* EXTRAIT FOURNI
-- -- --
Le point commun entre l’auteur de BD Juan Gimenez et le pavillon sénégalais de la dernière exposition universelle de Dubaï 1? La ligne d’une vie consacrée à tirer des courbes d’un point à un autre pour raconter des histoires et remédier aux problèmes que rencontrent les gens dans leur vie quotidienne. Dessinée à la pointe d’un stylo ayant tracé une ligne de chance au creux d’une main : celle de Bibi Seck, designer sans frontières et artiste intégral. Portrait.
Par Élodie Vermeil
Je pense que l’image, c’est quelque chose qu’on a tous enfants. Tous les enfants de la Terre dessinent, sans exception (…) C’est pour ça que le dessin est tellement lié à l’enfance : bien avant la parole, l’image est le premier langage de l’être humain », déclarait Marjane Satrapi2 sur France Culture en octobre 2020, en écho à Picasso, selon lequel « Dans chaque enfant il y a un artiste. Le problème [étant] de savoir comment rester un artiste en grandissant ». Un problème qui ne s’est pas posé à Bibi Seck. Processus de transcription des mille et un rêves et histoires dont son cerveau fourmille, le dessin l’accompagne depuis sa plus tendre enfance. Aujourd’hui encore, l’homme remplit de croquis les carnets qu’il emmène partout où il va, précieux réceptacles de sa vision joviale et gourmande du monde, matérialisée par des lignes où son imagination débordante explose à l’exact point d’équilibre entre rigueur et fantaisie, tout comme dans les créations qu’il destine au design. « Il a cette malice dans le regard. Une malice que l’on retrouve aussi dans sa manière d’aborder la forme en général. Une générosité, une accessibilité qui évoquent l’univers de l’enfance… », analyse la designer textile Johanna Bramble, qui a collaboré plusieurs fois avec Bibi. Une approche que l’architecte Issa Diabaté3 qualifie, lui, de «décomplexée», ajoutant : « Il y a toujours un petit brin d’humour dans ce qu’il fait ; quelque chose de très vivant, qui ne se prend pas au sérieux ».
-- -- --
* CONTENU DES DONNÉES
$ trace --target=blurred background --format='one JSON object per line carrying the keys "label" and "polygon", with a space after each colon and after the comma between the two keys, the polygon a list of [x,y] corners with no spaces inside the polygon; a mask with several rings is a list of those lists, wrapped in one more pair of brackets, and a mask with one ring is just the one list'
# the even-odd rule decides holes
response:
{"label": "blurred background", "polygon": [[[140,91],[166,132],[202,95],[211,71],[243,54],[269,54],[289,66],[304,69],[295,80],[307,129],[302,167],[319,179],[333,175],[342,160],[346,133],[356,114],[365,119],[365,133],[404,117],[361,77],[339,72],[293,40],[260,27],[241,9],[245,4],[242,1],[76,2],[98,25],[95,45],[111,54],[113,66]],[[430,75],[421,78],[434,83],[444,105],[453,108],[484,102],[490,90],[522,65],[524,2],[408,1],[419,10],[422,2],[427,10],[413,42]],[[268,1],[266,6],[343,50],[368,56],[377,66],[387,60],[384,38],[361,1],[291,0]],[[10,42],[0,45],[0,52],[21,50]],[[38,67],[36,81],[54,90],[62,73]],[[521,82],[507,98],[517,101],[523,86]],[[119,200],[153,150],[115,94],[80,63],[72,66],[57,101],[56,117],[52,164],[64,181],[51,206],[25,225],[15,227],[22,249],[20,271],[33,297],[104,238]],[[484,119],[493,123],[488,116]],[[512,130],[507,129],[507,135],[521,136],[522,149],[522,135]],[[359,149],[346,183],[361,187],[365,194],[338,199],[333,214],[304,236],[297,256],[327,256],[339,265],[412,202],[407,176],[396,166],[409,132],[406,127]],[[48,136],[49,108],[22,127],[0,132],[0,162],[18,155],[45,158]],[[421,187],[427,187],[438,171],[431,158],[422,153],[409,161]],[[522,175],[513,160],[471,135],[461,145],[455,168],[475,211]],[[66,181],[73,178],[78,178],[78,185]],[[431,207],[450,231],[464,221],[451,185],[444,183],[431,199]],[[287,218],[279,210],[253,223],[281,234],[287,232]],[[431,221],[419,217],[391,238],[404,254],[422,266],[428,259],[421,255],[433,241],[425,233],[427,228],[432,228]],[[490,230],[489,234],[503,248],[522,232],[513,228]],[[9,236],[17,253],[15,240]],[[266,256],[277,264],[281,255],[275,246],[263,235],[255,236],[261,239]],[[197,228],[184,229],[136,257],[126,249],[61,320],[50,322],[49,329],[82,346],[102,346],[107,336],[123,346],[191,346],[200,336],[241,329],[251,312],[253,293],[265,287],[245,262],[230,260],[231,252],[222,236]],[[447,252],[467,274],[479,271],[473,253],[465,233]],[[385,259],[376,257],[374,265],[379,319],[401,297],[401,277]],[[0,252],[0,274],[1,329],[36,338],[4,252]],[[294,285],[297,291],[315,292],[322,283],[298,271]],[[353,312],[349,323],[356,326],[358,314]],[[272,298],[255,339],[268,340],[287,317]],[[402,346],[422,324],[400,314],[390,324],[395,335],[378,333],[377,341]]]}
-- -- --
* OBJECTIFS
- a) Dressez la liste de toutes les personnes dont le portrait de Bibi Seck cite les propos entre guillemets.
- b) Recopiez fidèlement le passage du portrait de Bibi Seck qui commence par les mots « Le point commun » et s'achève sur les mots « artiste intégral. Portrait. ».
- c) Quel métier exerce Johanna Bramble d'après le portrait de Bibi Seck ?

* CORRIGÉS DES EXERCICES
- a) Marjane Satrapi, Picasso, Johanna Bramble, Issa Diabaté

- b)
Le point commun entre l’auteur de BD Juan Gimenez et le pavillon sénégalais de la dernière exposition universelle de Dubaï 1? La ligne d’une vie consacrée à tirer des courbes d’un point à un autre pour raconter des histoires et remédier aux problèmes que rencontrent les gens dans leur vie quotidienne. Dessinée à la pointe d’un stylo ayant tracé une ligne de chance au creux d’une main : celle de Bibi Seck, designer sans frontières et artiste intégral. Portrait.

- c) Elle est designer textile.